PROBLEM DETAILS:
Copy out the records below again, from the start through the line holding "point(94, 707)", both ends included, and leave the pictures out.
━━ MATERIAL FOR THE TASK ━━
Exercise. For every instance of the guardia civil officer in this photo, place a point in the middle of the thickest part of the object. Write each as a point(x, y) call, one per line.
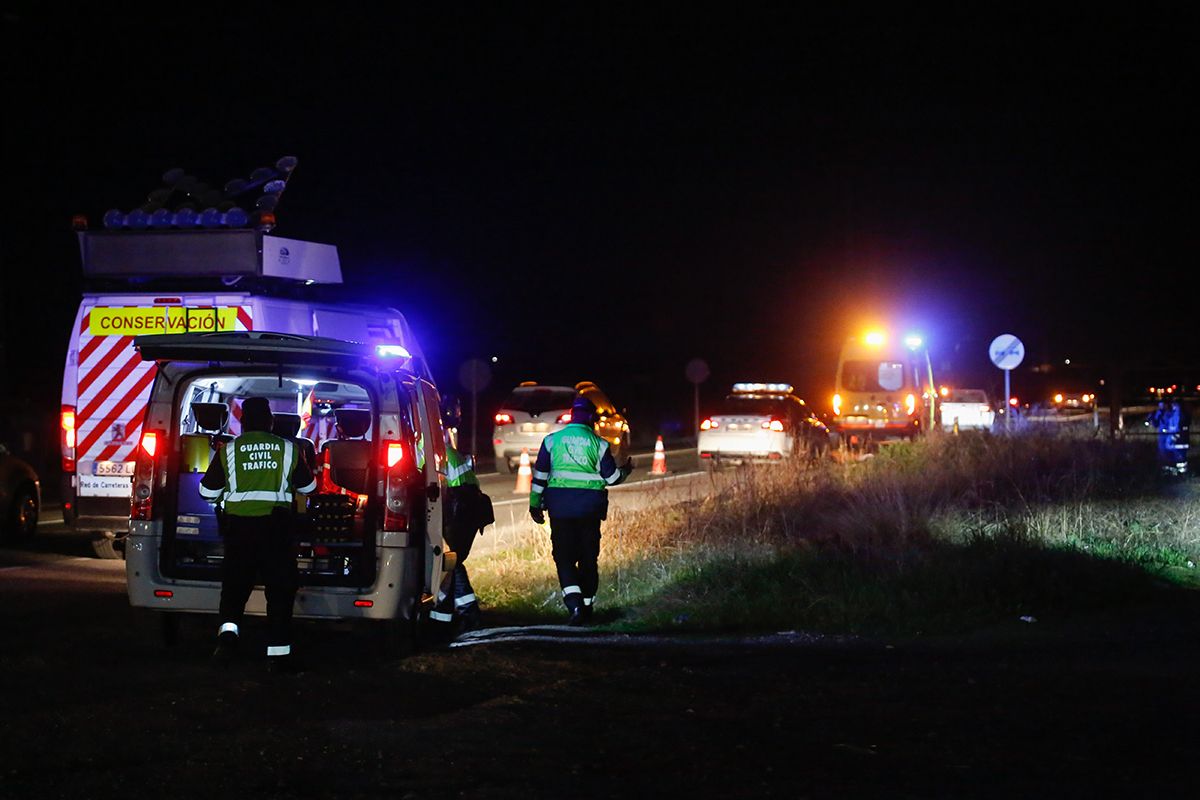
point(570, 480)
point(251, 481)
point(456, 597)
point(1171, 421)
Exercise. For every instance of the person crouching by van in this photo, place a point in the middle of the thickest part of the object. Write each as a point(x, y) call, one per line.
point(252, 479)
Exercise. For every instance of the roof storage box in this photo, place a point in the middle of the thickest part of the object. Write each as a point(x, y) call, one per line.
point(205, 253)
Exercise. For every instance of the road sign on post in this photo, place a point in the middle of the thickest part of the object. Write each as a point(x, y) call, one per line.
point(697, 373)
point(1007, 353)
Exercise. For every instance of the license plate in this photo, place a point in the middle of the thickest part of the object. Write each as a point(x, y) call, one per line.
point(113, 468)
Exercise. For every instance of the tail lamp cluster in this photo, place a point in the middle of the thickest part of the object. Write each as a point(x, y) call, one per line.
point(151, 449)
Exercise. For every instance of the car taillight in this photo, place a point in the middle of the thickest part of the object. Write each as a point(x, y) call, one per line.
point(67, 438)
point(399, 469)
point(142, 504)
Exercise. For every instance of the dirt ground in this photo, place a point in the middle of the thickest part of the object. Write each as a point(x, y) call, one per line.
point(94, 707)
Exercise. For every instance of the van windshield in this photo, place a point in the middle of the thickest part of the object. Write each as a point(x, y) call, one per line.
point(873, 376)
point(539, 400)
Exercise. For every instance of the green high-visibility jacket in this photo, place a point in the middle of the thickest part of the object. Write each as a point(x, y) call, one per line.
point(459, 471)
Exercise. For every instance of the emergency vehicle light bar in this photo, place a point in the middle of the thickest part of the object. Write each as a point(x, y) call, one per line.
point(393, 352)
point(780, 389)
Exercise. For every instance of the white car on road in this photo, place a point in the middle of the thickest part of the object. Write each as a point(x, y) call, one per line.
point(534, 410)
point(967, 408)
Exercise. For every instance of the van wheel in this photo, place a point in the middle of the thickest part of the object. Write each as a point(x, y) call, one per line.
point(168, 627)
point(22, 522)
point(107, 546)
point(402, 637)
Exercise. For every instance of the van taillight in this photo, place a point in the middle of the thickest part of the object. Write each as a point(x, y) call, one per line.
point(67, 438)
point(142, 504)
point(396, 506)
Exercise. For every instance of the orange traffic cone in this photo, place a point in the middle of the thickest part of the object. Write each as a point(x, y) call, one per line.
point(525, 474)
point(660, 459)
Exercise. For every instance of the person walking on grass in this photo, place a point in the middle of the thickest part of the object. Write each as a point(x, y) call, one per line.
point(570, 479)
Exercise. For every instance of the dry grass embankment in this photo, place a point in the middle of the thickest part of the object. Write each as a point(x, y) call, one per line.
point(943, 534)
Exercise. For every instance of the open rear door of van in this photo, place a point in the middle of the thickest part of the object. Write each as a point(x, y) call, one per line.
point(337, 525)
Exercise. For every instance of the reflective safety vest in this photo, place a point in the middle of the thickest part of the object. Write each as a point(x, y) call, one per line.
point(258, 468)
point(459, 471)
point(575, 455)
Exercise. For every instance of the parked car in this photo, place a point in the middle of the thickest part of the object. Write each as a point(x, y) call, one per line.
point(21, 498)
point(761, 422)
point(534, 410)
point(967, 408)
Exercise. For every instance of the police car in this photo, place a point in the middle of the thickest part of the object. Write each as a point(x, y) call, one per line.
point(366, 417)
point(761, 422)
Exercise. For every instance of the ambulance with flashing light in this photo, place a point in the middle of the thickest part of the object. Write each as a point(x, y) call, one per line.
point(369, 541)
point(180, 282)
point(761, 422)
point(883, 390)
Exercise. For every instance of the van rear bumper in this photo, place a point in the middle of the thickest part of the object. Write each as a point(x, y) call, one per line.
point(391, 596)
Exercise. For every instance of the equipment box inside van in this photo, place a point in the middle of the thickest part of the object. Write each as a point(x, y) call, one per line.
point(367, 542)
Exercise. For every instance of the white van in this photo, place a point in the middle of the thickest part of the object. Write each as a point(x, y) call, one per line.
point(369, 540)
point(106, 384)
point(883, 390)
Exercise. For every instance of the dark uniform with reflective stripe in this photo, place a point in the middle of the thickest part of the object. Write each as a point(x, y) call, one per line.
point(456, 595)
point(252, 479)
point(570, 480)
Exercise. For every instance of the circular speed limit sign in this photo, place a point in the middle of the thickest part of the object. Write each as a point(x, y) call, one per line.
point(1006, 352)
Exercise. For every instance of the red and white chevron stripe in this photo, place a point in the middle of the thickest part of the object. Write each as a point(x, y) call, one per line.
point(113, 390)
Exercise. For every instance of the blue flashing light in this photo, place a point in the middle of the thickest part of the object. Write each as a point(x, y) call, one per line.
point(235, 218)
point(393, 352)
point(137, 218)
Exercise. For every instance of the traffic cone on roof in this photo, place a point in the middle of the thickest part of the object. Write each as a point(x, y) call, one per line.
point(525, 474)
point(660, 459)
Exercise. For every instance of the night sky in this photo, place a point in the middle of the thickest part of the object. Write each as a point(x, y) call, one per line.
point(588, 192)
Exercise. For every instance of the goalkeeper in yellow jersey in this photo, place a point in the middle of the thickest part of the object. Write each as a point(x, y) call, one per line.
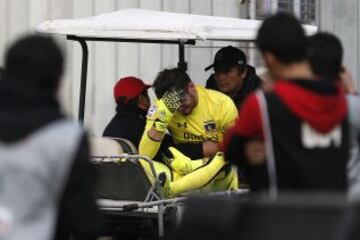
point(196, 119)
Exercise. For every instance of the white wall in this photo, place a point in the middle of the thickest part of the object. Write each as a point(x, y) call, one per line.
point(109, 61)
point(342, 19)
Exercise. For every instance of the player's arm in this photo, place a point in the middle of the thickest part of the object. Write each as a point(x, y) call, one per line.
point(244, 139)
point(158, 118)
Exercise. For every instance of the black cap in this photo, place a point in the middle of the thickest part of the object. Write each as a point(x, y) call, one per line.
point(226, 58)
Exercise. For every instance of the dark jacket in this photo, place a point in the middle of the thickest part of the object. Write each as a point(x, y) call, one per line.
point(128, 122)
point(251, 83)
point(24, 110)
point(310, 136)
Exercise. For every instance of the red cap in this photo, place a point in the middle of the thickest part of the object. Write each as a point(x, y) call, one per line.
point(129, 87)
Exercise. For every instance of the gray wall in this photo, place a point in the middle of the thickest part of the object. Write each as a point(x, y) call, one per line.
point(342, 19)
point(109, 61)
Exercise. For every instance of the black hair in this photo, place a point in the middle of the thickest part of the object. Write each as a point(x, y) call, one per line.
point(170, 79)
point(1, 72)
point(325, 54)
point(36, 60)
point(283, 36)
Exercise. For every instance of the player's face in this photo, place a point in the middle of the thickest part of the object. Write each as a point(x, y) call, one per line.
point(230, 82)
point(190, 100)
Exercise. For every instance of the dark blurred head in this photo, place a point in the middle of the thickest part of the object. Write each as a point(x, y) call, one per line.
point(325, 54)
point(230, 66)
point(36, 60)
point(176, 79)
point(283, 36)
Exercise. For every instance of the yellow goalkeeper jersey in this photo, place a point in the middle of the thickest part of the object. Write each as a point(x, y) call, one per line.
point(213, 114)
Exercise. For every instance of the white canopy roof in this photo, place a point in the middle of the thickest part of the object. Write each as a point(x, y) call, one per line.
point(156, 25)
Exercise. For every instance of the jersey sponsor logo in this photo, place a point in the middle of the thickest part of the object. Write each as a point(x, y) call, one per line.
point(191, 136)
point(151, 111)
point(209, 126)
point(313, 139)
point(181, 125)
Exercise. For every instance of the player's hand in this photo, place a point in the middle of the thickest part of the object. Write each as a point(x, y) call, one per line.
point(178, 161)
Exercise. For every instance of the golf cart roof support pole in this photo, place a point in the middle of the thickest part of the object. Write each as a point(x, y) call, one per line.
point(84, 67)
point(182, 64)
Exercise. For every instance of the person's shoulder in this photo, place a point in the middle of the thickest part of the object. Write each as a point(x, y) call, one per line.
point(213, 94)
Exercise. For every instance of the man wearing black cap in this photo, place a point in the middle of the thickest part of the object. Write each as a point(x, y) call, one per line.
point(232, 74)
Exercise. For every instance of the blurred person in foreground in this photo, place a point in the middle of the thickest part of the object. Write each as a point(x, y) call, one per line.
point(307, 118)
point(232, 75)
point(46, 178)
point(325, 54)
point(132, 103)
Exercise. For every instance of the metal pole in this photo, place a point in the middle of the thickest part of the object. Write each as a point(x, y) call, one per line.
point(182, 64)
point(84, 66)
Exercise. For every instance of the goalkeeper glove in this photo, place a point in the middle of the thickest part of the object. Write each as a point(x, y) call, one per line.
point(166, 107)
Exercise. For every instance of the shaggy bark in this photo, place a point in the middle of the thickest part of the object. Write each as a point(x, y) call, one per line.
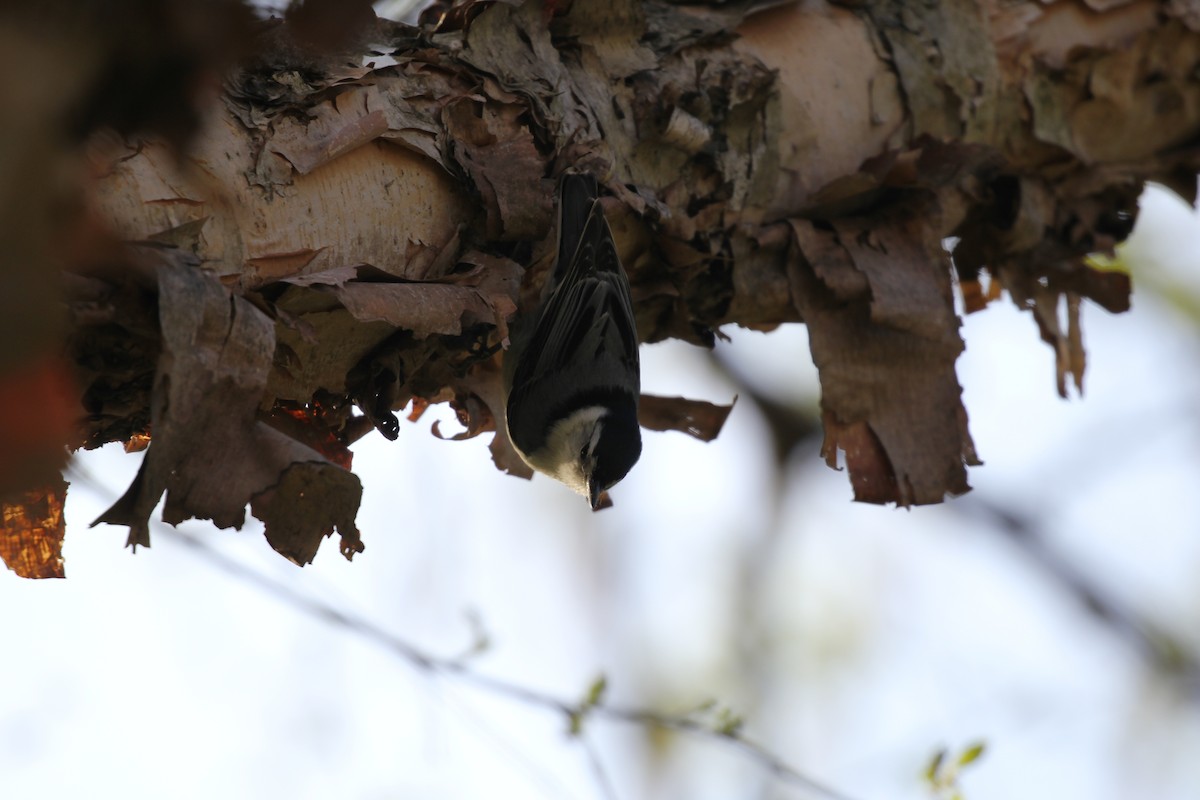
━━━
SOLUTION TO THE EXERCISE:
Exercise. For every instance of the guardia civil officer in this photo, place a point in the middle of the thickest part of the object. Write each as a point(x, y) call, one per line.
point(570, 480)
point(251, 481)
point(456, 597)
point(1171, 421)
Exercise. For every instance of the person crouching by van in this photo, place a point in the middle of the thickest part of the object. Write each as a point(x, y) call, one per line.
point(252, 479)
Exercise. For every instance of the roof storage box in this photo, place a point in the middle of the thickest part of the object. Write each as a point(x, y) call, one per line.
point(205, 253)
Exercise. For every instance of the road sign on post in this photo, place a point in the middle of the thickest part of the object. Write each as a point(x, y) call, one per line.
point(697, 373)
point(1007, 353)
Exercise. For every instance of the license plate in this photo, place a point in the middle of the thickest part of the object. Write each as a point(x, y) call, one per line.
point(113, 468)
Exercise. For every instance of the tail lamp cluster in this photo, place a point in the middle of the thickest part of the object. Write each as a point(x, y) call, one per line.
point(151, 449)
Exercise. For every instance of the car taillight in this photo, place a point in the middle of the thickest part of the object. Write each as a point(x, y) call, one per line.
point(67, 438)
point(399, 469)
point(142, 504)
Exercise. For every instance of the dirt ground in this photo, place a point in the middle of the thickest part of the object. Write each as a point(x, y) call, one per line.
point(94, 707)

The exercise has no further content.